- **Quoted passage**:
^^^^^^^^^^^^^^^^
Load test results using MySqlConnector library

Number of TCP connections before load test image

Number of TCP connections during load test image

Number of TCP connections after load test image

AWS Database connections image

Load test results using MySql.Data library

Number of TCP connections before load test image

Number of TCP connections during load test image

Number of TCP connections after load test image

AWS Database connections image

Comparing the tests, we can see MySqlConnector reached the maximum pool size (in TCP connections, we have 200 tcp connections for the same connection string + 1 for another connection string) but for MySql.Data library, we only have 48 connections. I’m not sure to understand why there is a big discrepancy of connections between the 2 libraries

PS : I can provide MySqlConnector logs if needed

bgrainger commented 3 years ago

Thanks for the detailed writeup.

My first thought is that using async I/O in MySqlConnector could be contributing to the discrepancy (by allowing greater parallelism and throughput). (MySql.Data doesn't support async at all.)

You could test this by adding ;ForceSynchronous=True to your MySqlConnector connection string; this will make all XyzAsync method calls actually execute synchronously, just like MySql.Data. Does that change the results you see?

bgrainger commented 3 years ago

You could also add ;DeferConnectionReset=true to MySqlConnector, as that will eliminate background connection resetting work that reduces latency, but can result in higher concurrent database session usage.

(Both these suggestions will likely reduce MySqlConnector performance, but may have the side effect of reducing the total number of concurrent active connections. IMO, MySqlConnector is "working as designed" here: it's peaking up to the maximum configured limit in order to serve requests.)

bgrainger commented 3 years ago

Also note that MySql.Data doesn't reset the connection state when MySqlConnection.Open(Async) is called, but MySqlConnector does.

For a fair comparison, add ;ConnectionReset=true (recommended) or ;ConnectionReset=false to both connection strings.
^^^^^^^^^^^^^^^^
- **Stored data**:
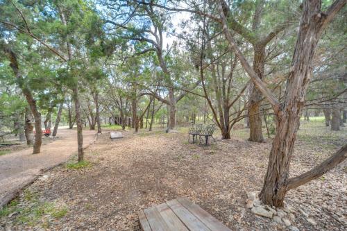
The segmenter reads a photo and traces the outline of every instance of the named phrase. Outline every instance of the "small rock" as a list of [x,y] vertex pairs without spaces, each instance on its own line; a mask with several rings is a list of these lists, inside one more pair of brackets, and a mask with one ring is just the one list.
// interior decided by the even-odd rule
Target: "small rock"
[[305,212],[305,211],[303,211],[301,208],[299,208],[298,210],[303,215],[304,215],[306,217],[308,217],[308,214],[306,212]]
[[283,217],[287,215],[287,214],[285,212],[282,211],[281,209],[277,210],[277,214],[280,217]]
[[8,217],[11,217],[11,216],[12,216],[13,215],[17,214],[17,213],[18,213],[18,212],[17,212],[17,211],[16,211],[16,212],[12,212],[12,214],[8,214]]
[[310,222],[312,225],[316,225],[317,224],[316,221],[312,219],[307,219],[306,220],[307,220],[307,221]]
[[289,230],[291,230],[291,231],[300,231],[299,229],[298,228],[296,228],[296,226],[293,226],[293,225],[289,227]]
[[247,196],[252,200],[255,200],[258,197],[257,191],[250,191],[247,193]]
[[288,220],[287,219],[282,218],[282,221],[283,221],[283,222],[285,223],[285,225],[286,226],[289,226],[290,225],[291,225],[291,223],[290,223],[289,220]]
[[246,207],[247,209],[251,209],[253,207],[253,201],[251,199],[246,200]]
[[290,214],[291,212],[291,211],[290,211],[287,207],[284,207],[283,211],[285,211],[287,214]]
[[257,215],[272,218],[272,212],[267,211],[262,206],[253,207],[251,211]]
[[272,207],[271,207],[269,205],[265,205],[265,207],[269,210],[269,211],[271,211],[272,212],[272,213],[273,214],[273,215],[277,215],[277,211],[273,209]]
[[260,200],[259,200],[258,198],[255,198],[253,200],[253,205],[254,206],[259,206],[260,205]]
[[275,221],[276,223],[280,223],[280,224],[282,223],[282,219],[278,216],[275,216],[272,219],[273,219],[273,221]]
^^^^^^^^^^^^^^^^
- **Do this**:
Reproduce everything in the MySqlConnector load test discussion above from "PS : I can provide" down to "results you see?", word for word.

- **Finished task**:
PS : I can provide MySqlConnector logs if needed

bgrainger commented 3 years ago

Thanks for the detailed writeup.

My first thought is that using async I/O in MySqlConnector could be contributing to the discrepancy (by allowing greater parallelism and throughput). (MySql.Data doesn't support async at all.)

You could test this by adding ;ForceSynchronous=True to your MySqlConnector connection string; this will make all XyzAsync method calls actually execute synchronously, just like MySql.Data. Does that change the results you see?